══ Given text

Investigating cellular and molecular biology of risk factors in complex brain disorders, focusing on neural function substrates using experimental paradigms.
Funder: National Institutes of Health
Due Dates: June 5, 2025 (New) | July 5, 2025 (Renewal/Resubmission/Revision) | October 5, 2025 (New) | November 5, 2025 (Renewal/Resubmission/Revision) | February 5, 2026 (New) | March 5, 2026 (Renewal/Resubmission/Revision) | June 5, 2026 (New) | July 5, 2026 (Renewal/Resubmission/Revision)
Funding Amounts: No budget cap; budgets must reflect actual needs. Project period up to 5 years. Typical R01 awards range from $200,000–$500,000/year in direct costs.
Summary: Supports research on the cellular and molecular biology of high-confidence risk factors in complex brain disorders, focusing on neural function substrates using experimental paradigms.
Key Information: Clinical trials are not allowed; companion R21 available for early-stage exploratory projects.
This opportunity from the National Institutes of Health (NIH), led by the National Institute of Mental Health (NIMH), supports research on the biology of high-confidence risk factors associated with complex brain disorders. The focus is on understanding the intracellular, transcellular, and circuit-level substrates of neural function. "Complex" refers to multifactorial risk (e.g., polygenic and/or environmental) and/or highly distributed functional features of brain disorders.
Projects may be hypothesis-generating (unbiased discovery) or hypothesis-testing, and can utilize in vivo, in situ, or in vitro experimental paradigms, including model organisms or human cell-based assays. The goal is not to model entire disorders, but to elucidate the neurobiological impact of individual or combined risk factors—such as affected molecular and cellular components and their relationships within defined biological processes.
Findings should be disseminated in sufficient detail to enrich common or federated data resources (e.g., Gene Ontology, Synaptic Gene Ontology, FAIR Data Informatics), bridging the gap between disease risk factors, biological mechanisms, and therapeutic target identification.
This R01 mechanism is intended for projects where feasibility or proof-of-concept has been established. For early-stage, exploratory research, applicants should consider the companion R21 opportunity (PAR-25-037).

════
══ Information given

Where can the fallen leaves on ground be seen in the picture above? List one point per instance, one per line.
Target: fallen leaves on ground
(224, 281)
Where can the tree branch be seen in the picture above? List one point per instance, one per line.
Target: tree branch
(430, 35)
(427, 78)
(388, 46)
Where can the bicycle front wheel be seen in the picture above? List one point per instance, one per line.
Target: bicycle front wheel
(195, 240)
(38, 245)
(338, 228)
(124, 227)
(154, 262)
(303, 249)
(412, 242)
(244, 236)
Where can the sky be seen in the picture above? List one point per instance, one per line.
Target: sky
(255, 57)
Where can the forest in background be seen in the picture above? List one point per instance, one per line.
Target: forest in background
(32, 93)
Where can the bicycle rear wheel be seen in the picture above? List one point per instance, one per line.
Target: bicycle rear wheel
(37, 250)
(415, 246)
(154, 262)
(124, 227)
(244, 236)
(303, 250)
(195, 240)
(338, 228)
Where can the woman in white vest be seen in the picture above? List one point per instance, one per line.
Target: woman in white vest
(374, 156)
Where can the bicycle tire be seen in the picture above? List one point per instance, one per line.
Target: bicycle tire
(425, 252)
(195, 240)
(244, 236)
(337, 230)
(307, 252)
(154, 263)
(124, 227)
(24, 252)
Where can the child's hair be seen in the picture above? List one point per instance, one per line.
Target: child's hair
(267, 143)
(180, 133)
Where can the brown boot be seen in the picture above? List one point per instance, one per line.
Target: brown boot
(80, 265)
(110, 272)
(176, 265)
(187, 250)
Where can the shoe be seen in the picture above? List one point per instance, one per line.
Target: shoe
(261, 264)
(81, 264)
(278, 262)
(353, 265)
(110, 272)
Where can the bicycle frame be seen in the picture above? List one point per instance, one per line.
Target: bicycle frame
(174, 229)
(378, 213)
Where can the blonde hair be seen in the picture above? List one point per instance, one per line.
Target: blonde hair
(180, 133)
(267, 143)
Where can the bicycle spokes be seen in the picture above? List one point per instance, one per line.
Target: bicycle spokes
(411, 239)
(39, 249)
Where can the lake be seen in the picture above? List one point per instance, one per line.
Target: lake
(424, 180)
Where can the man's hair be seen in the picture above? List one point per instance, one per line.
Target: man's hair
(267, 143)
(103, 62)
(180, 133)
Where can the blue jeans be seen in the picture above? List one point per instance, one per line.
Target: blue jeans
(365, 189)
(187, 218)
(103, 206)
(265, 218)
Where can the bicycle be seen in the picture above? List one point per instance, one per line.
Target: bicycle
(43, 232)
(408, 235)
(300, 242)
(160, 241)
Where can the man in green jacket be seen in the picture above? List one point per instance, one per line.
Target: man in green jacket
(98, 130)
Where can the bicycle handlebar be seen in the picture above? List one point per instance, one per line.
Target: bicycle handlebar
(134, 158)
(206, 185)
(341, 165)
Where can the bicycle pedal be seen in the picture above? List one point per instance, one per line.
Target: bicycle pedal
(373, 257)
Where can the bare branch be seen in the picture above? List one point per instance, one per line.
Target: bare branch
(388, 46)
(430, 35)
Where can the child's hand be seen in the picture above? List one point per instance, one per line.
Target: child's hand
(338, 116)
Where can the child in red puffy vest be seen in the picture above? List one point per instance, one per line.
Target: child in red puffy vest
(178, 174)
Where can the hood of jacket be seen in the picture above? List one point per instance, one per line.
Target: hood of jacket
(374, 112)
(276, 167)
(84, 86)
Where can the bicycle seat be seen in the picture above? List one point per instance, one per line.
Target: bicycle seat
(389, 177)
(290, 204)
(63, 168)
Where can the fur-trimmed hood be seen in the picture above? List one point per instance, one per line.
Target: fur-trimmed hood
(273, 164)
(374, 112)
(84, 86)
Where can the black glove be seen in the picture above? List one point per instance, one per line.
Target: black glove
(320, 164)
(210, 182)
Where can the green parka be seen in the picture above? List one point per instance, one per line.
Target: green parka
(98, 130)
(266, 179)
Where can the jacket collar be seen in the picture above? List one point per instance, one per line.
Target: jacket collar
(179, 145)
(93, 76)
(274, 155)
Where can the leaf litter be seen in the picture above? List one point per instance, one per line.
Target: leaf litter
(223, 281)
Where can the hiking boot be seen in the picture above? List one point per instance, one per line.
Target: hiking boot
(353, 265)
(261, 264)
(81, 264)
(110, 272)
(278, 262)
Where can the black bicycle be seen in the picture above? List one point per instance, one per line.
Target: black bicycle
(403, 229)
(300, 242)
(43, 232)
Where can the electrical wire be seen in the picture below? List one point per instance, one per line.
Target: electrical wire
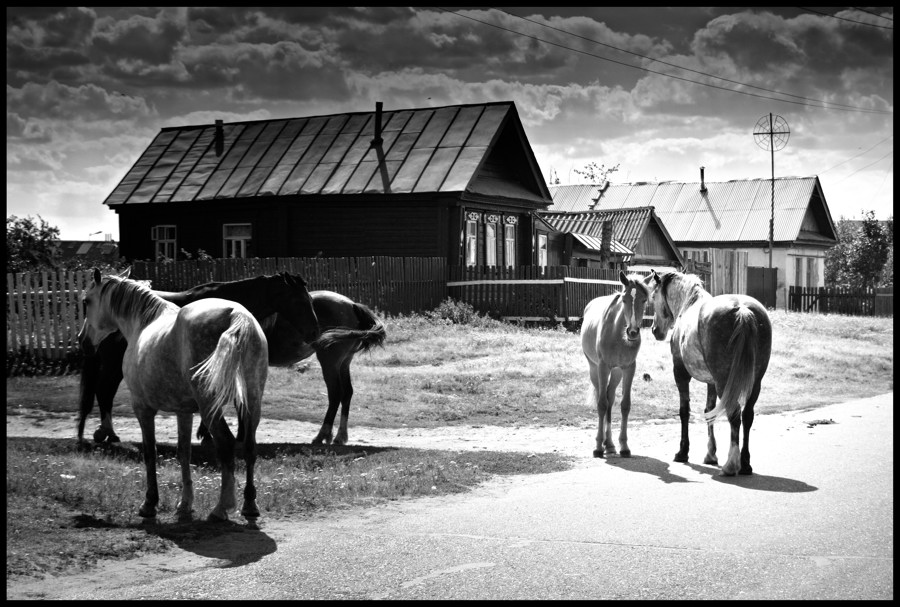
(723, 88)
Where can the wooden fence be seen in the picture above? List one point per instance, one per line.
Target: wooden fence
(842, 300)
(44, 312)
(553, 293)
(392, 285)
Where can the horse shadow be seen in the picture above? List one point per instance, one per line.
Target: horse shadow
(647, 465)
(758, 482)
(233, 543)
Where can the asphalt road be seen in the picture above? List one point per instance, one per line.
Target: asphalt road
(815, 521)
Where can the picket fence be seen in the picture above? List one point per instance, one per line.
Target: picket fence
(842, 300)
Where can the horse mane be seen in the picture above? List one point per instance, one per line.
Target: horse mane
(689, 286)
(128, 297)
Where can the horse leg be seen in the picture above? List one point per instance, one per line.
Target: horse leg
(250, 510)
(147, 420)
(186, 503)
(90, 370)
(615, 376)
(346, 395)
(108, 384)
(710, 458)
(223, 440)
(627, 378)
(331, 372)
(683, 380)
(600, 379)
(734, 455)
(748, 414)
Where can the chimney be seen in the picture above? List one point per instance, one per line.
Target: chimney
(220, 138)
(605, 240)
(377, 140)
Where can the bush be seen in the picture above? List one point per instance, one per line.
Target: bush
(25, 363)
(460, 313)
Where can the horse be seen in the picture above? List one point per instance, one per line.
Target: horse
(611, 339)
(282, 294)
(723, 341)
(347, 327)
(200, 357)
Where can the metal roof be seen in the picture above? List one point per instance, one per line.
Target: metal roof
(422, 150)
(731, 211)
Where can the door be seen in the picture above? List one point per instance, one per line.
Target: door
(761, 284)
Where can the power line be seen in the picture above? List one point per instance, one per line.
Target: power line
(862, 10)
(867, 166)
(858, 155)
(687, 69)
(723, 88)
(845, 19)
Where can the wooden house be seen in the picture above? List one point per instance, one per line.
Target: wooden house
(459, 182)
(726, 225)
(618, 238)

════
══ Information given

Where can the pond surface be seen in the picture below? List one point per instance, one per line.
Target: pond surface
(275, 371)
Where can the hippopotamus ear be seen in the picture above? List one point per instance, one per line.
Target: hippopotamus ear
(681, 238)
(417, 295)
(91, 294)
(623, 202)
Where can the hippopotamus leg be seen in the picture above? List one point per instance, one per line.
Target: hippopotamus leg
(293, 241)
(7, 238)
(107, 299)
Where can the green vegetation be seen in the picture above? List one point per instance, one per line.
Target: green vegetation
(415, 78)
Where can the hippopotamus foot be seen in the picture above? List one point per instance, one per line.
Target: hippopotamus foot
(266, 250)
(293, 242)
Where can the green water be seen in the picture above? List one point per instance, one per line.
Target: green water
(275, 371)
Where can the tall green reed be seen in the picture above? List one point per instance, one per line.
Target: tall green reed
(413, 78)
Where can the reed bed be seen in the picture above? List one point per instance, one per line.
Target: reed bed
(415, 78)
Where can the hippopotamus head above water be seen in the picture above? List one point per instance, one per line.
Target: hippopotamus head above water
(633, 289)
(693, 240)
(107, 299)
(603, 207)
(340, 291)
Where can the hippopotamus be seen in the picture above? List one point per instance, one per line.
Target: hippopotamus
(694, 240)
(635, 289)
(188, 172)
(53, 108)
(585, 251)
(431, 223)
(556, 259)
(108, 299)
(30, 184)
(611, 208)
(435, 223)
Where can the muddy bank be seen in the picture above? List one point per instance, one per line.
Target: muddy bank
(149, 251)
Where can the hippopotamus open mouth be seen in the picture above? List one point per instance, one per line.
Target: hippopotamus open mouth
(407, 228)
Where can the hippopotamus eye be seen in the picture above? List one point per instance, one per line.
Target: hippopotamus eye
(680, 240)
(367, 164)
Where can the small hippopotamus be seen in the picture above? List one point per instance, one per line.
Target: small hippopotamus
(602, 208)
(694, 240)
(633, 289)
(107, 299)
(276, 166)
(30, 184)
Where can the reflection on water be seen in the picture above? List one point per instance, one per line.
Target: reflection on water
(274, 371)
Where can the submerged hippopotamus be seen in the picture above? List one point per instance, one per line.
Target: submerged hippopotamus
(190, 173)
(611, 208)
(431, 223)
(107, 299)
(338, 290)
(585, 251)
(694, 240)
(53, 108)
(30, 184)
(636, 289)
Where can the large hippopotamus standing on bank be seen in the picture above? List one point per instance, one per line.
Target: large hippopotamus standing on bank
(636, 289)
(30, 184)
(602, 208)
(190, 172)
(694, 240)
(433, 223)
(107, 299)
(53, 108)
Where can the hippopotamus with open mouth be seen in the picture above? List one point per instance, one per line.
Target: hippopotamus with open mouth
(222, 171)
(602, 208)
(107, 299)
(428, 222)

════
══ Information given

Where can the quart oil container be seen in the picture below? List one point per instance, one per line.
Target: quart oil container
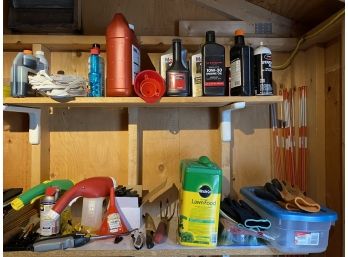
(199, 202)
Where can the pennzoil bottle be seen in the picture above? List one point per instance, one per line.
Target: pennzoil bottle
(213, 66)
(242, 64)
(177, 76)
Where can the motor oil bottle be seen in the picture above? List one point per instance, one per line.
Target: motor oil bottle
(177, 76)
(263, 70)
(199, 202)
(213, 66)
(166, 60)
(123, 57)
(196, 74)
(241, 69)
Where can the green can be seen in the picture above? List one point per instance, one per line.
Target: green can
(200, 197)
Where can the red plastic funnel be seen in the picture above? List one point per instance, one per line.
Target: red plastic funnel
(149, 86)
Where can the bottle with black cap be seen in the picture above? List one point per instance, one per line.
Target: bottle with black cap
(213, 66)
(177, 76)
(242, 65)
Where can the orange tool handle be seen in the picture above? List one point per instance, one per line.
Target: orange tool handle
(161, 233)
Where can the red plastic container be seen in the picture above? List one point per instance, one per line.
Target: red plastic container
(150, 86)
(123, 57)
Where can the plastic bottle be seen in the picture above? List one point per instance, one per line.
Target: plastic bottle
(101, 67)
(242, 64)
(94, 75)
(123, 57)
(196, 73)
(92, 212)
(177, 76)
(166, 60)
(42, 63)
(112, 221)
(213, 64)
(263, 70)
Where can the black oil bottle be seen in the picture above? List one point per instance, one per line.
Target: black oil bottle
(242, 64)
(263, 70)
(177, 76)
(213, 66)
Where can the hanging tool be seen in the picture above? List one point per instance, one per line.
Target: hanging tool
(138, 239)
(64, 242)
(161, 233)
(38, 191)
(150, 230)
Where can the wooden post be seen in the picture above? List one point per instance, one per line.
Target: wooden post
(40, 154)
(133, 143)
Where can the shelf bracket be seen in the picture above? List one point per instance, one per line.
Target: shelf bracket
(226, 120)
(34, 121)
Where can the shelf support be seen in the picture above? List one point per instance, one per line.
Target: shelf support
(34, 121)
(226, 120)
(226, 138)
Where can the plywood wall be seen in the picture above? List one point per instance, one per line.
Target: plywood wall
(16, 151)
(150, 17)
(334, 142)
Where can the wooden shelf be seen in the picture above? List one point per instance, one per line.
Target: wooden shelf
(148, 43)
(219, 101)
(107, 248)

════

What this exercise asks –
a – Write out the passage of the funding notice word for word, beginning at the words "Investigating cellular and" and stopping after "in direct costs.".
b – In the funding notice, which institute leads this NIH opportunity?

Results for the exercise –
a –
Investigating cellular and molecular biology of risk factors in complex brain disorders, focusing on neural function substrates using experimental paradigms.
Funder: National Institutes of Health
Due Dates: June 5, 2025 (New) | July 5, 2025 (Renewal/Resubmission/Revision) | October 5, 2025 (New) | November 5, 2025 (Renewal/Resubmission/Revision) | February 5, 2026 (New) | March 5, 2026 (Renewal/Resubmission/Revision) | June 5, 2026 (New) | July 5, 2026 (Renewal/Resubmission/Revision)
Funding Amounts: No budget cap; budgets must reflect actual needs. Project period up to 5 years. Typical R01 awards range from $200,000–$500,000/year in direct costs.

b – The National Institute of Mental Health (NIMH).